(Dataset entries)

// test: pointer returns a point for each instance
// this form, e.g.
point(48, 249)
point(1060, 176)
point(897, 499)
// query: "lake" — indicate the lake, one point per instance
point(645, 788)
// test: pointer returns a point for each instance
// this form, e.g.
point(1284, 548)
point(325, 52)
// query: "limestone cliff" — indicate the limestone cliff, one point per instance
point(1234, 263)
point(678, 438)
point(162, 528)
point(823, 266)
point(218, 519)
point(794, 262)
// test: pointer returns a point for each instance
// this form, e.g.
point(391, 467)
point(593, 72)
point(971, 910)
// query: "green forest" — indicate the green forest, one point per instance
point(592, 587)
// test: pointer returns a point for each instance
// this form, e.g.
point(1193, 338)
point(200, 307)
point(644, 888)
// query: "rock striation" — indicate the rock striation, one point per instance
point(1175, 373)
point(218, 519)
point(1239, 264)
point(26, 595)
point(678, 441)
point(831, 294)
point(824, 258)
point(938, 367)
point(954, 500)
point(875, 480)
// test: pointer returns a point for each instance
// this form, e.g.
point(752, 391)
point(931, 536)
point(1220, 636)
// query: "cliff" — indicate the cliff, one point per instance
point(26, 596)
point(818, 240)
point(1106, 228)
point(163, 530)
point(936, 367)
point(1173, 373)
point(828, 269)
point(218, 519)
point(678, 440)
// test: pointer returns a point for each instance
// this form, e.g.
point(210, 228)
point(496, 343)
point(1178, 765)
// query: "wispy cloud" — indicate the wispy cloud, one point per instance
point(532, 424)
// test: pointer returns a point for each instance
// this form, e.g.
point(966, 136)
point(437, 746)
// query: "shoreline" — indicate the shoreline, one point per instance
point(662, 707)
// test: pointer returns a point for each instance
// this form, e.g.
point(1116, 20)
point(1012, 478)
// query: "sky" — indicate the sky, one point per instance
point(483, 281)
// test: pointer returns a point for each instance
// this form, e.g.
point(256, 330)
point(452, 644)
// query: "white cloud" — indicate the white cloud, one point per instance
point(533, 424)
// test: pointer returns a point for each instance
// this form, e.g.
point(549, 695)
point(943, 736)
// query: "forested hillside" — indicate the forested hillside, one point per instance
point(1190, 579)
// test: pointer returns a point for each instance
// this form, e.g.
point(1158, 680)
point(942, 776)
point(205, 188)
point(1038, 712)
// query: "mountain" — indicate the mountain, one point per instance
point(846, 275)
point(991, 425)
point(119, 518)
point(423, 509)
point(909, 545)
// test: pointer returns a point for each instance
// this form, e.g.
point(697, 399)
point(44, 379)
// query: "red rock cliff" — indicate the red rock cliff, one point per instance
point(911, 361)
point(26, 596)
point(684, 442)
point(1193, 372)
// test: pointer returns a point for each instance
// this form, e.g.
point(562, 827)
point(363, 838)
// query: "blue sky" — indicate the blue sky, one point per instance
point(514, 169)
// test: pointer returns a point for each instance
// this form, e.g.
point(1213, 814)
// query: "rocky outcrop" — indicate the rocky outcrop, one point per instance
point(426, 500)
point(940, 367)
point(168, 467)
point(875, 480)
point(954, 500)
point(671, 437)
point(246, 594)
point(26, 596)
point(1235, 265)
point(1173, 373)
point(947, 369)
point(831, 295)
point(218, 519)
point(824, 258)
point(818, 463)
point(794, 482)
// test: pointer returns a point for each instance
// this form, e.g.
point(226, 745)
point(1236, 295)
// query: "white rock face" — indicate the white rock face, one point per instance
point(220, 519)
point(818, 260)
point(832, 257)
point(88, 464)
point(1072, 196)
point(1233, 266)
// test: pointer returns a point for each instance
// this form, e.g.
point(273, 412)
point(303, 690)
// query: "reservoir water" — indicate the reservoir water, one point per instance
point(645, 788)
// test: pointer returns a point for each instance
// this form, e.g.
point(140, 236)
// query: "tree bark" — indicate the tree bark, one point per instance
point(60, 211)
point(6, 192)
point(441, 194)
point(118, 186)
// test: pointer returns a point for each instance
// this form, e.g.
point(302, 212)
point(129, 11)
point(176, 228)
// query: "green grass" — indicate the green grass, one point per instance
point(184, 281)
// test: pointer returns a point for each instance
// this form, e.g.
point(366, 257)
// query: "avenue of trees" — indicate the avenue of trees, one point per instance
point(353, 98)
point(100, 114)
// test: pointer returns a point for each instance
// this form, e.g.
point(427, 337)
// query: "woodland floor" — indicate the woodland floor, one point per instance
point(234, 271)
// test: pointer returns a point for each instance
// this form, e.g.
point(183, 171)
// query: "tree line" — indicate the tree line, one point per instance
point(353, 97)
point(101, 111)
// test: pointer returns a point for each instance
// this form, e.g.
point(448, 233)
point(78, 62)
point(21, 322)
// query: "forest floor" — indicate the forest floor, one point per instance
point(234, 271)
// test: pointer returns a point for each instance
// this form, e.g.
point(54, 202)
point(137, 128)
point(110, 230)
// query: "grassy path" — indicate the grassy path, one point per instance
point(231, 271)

◆ Short task: Reproduce the records starting at the first line and ending at the line containing "point(794, 262)", both included, with all requests kept, and shift every coordinate in the answers up by 99.

◆ Output for this task:
// test: pointer returns a point for each instance
// this form, e.g.
point(48, 249)
point(1060, 176)
point(897, 499)
// query: "lake" — indicate the lake, one point per instance
point(744, 887)
// test: pointer returns a point for each instance
// this form, e.g.
point(1284, 548)
point(325, 52)
// query: "limestone cliff" — indicate the limestone cliff, one point per instance
point(1333, 362)
point(777, 537)
point(261, 627)
point(922, 365)
point(317, 618)
point(893, 361)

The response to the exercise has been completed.